• **Selected text**
This book is the definitive text in classical Mathematical Analysis. It was first published in 1902 and the fact that it is still in print is testimony to it's wide ranging utility and appeal.

It should be noted that this text is not for those who are new to the rigour of Analysis; its presentation is suitable for a final year undergraduate or for the post-graduate student. More importantly, its wide ranging content of proofs and results would also prove useful to the Physicist.

The first part of the book covers the "essentials" of analysis: continuity, differentiability, summation of series, convergence and uniform convergence, and the theory of the Riemann integral. Subsequent chapters quickly but comprehensively develop the theory of analytic functions, the theorems of Cauchy, Laurent, and Liouville and the calculus of residues. These chapters knit very well into the earlier presentation of the basic processes of analysis! The pleasing thing is that despite the passage of time and the advent of hundreds of books on Complex Variable Theory, Whittaker and Watson's treatment still bears a mark of freshness and rigour.

Also included is a comprehensive treatment of expanding functions in infinite series and asymptotic expansions and summability of series. For completeness, the text also covers the theory of linear differential equations and Fourier series.

• **Exercise tasks**
[a] List the topics that the book review names as the "essentials" of analysis covered in the first part of the book.
[b] According to the book review, in what year was the book first published?

• **Data records**
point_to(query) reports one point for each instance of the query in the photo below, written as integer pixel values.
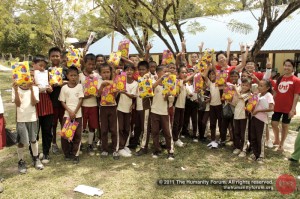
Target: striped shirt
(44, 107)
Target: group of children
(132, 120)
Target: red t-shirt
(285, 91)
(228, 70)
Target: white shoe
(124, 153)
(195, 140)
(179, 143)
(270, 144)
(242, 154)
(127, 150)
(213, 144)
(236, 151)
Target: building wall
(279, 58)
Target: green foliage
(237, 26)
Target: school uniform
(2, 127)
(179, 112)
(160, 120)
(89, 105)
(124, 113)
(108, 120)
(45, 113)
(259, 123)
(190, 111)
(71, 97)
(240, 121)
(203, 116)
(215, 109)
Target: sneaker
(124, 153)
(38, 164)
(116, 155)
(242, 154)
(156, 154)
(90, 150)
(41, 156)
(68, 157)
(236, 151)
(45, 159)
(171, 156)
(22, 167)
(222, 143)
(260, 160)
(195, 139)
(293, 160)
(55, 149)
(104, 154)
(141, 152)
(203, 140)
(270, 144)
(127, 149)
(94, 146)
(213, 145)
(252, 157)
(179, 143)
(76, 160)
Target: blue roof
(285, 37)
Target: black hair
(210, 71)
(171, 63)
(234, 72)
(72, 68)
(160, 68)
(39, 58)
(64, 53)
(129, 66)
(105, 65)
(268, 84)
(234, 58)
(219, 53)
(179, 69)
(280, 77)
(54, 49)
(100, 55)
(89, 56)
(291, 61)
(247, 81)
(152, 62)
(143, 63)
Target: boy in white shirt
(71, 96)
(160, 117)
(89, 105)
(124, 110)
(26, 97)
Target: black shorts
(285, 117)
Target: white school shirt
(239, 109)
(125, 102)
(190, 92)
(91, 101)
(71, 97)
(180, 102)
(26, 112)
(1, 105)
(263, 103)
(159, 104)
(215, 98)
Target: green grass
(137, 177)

• **Solution set**
[a] Continuity, differentiability, summation of series, convergence and uniform convergence, and the theory of the Riemann integral.

[b] 1902